Dataset excerpts:
----

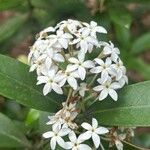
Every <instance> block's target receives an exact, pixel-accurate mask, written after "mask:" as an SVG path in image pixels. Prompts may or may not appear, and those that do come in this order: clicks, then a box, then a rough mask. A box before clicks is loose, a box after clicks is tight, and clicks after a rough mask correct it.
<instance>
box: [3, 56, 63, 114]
mask: <svg viewBox="0 0 150 150" xmlns="http://www.w3.org/2000/svg"><path fill="white" fill-rule="evenodd" d="M0 95H3V96H5V97H7V98H10V99H13V100H16V101H17V102H18V103H21V104H23V105H26V106H29V107H32V108H35V109H39V110H44V111H46V110H47V111H49V112H53V111H55V110H56V108H57V107H58V106H59V103H60V102H61V101H62V100H63V97H62V96H61V98H60V97H59V95H57V94H55V93H51V94H49V96H44V95H43V93H42V88H41V87H39V86H37V85H36V74H35V73H29V66H27V65H25V64H23V63H21V62H19V61H17V60H15V59H12V58H10V57H7V56H4V55H0Z"/></svg>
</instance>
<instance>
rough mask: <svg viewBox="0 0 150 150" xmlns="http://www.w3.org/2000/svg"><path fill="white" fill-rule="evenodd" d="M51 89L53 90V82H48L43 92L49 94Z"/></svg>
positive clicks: (50, 90)
mask: <svg viewBox="0 0 150 150" xmlns="http://www.w3.org/2000/svg"><path fill="white" fill-rule="evenodd" d="M51 90H52V87H51V84H49V83H46V84H45V86H44V88H43V94H44V95H47V94H48V93H49V92H51Z"/></svg>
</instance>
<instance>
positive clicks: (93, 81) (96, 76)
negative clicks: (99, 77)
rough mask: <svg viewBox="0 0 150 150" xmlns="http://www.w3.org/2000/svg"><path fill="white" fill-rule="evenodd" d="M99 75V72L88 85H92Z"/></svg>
mask: <svg viewBox="0 0 150 150" xmlns="http://www.w3.org/2000/svg"><path fill="white" fill-rule="evenodd" d="M97 76H98V73H97V74H96V75H95V76H94V77H93V79H92V81H91V82H90V83H89V85H88V86H91V85H92V84H93V83H94V82H95V80H96V78H97Z"/></svg>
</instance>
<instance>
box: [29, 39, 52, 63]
mask: <svg viewBox="0 0 150 150" xmlns="http://www.w3.org/2000/svg"><path fill="white" fill-rule="evenodd" d="M48 44H49V41H48V40H37V41H36V42H35V43H34V45H33V46H32V47H31V48H30V53H29V55H28V62H32V61H33V60H36V59H38V58H39V56H40V55H41V53H42V52H44V51H45V50H46V48H47V46H48Z"/></svg>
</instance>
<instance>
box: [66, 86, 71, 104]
mask: <svg viewBox="0 0 150 150" xmlns="http://www.w3.org/2000/svg"><path fill="white" fill-rule="evenodd" d="M72 92H73V90H72V88H70V89H69V92H68V97H67V100H66V104H67V103H68V102H69V100H70V97H71V95H72Z"/></svg>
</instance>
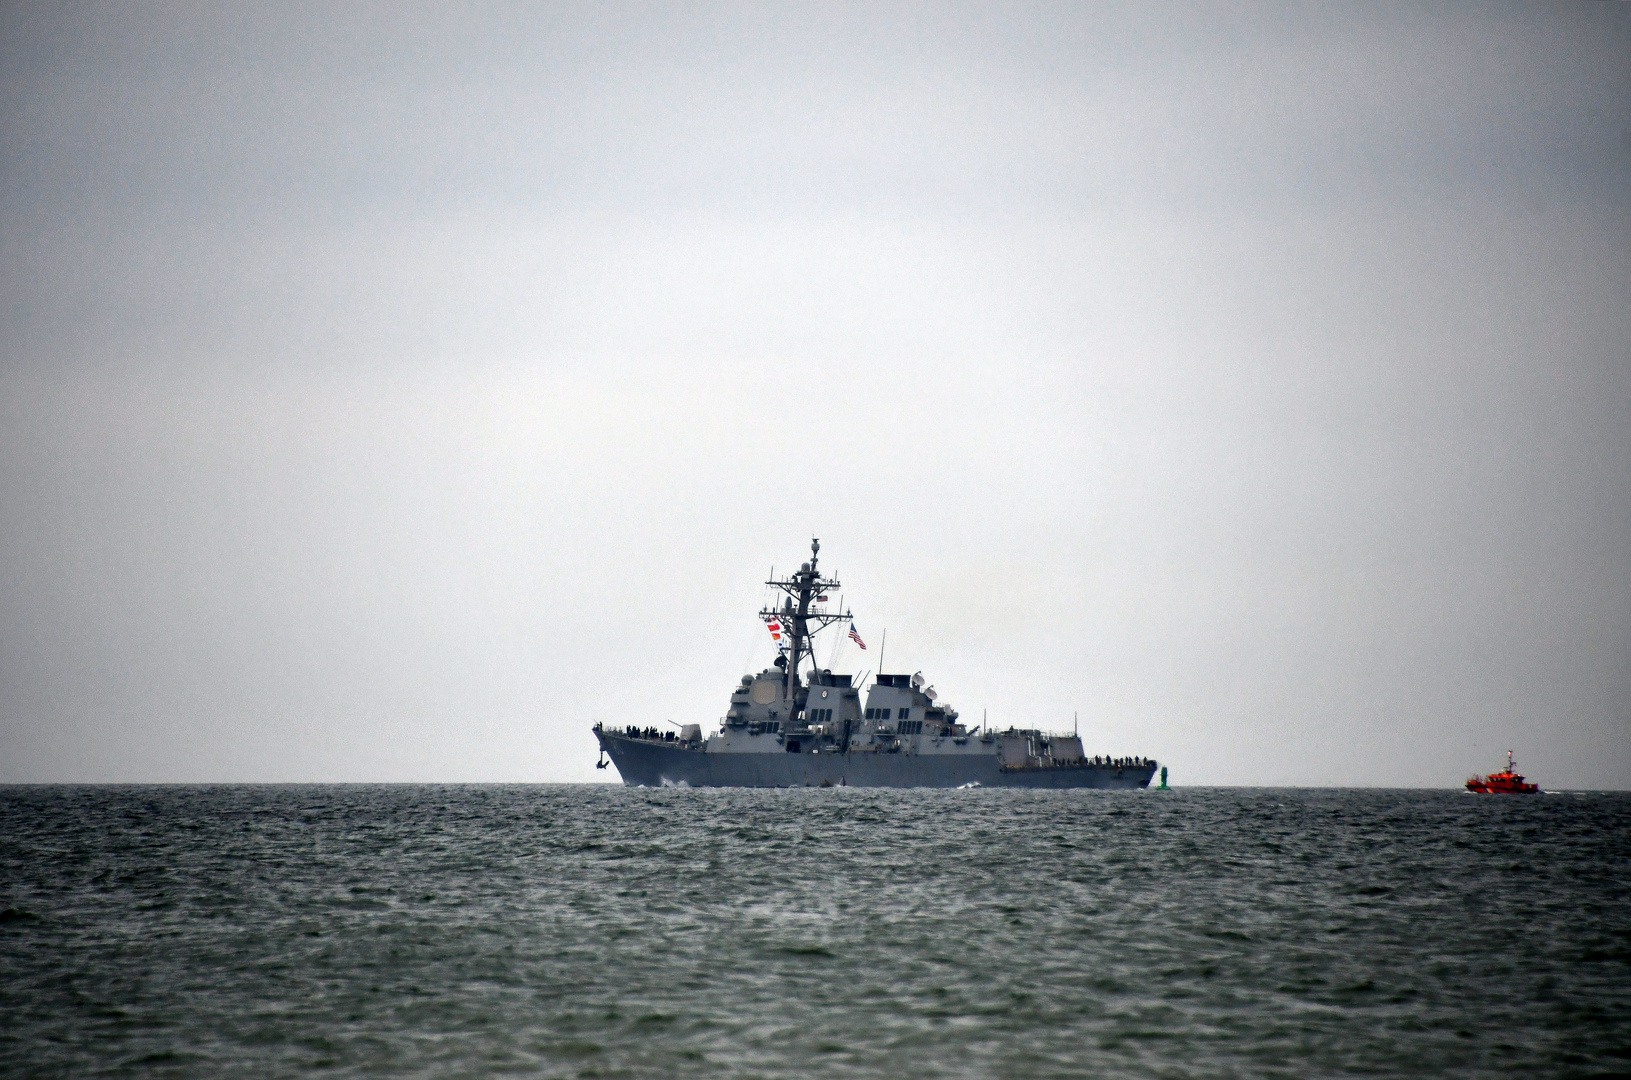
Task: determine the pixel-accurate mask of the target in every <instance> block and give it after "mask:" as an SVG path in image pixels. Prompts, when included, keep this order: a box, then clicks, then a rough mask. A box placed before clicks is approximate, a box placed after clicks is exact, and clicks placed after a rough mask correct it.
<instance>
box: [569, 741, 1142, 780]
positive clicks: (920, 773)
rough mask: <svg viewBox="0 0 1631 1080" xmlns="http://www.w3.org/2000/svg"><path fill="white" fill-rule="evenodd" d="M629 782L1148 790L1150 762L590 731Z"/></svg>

----

Task goal
Locate every line in the rows above that contains the word "positive", and copy each of those lines out in full.

Reply to the exercise
positive clicks: (50, 90)
positive clicks: (93, 81) (96, 76)
positive clicks: (920, 773)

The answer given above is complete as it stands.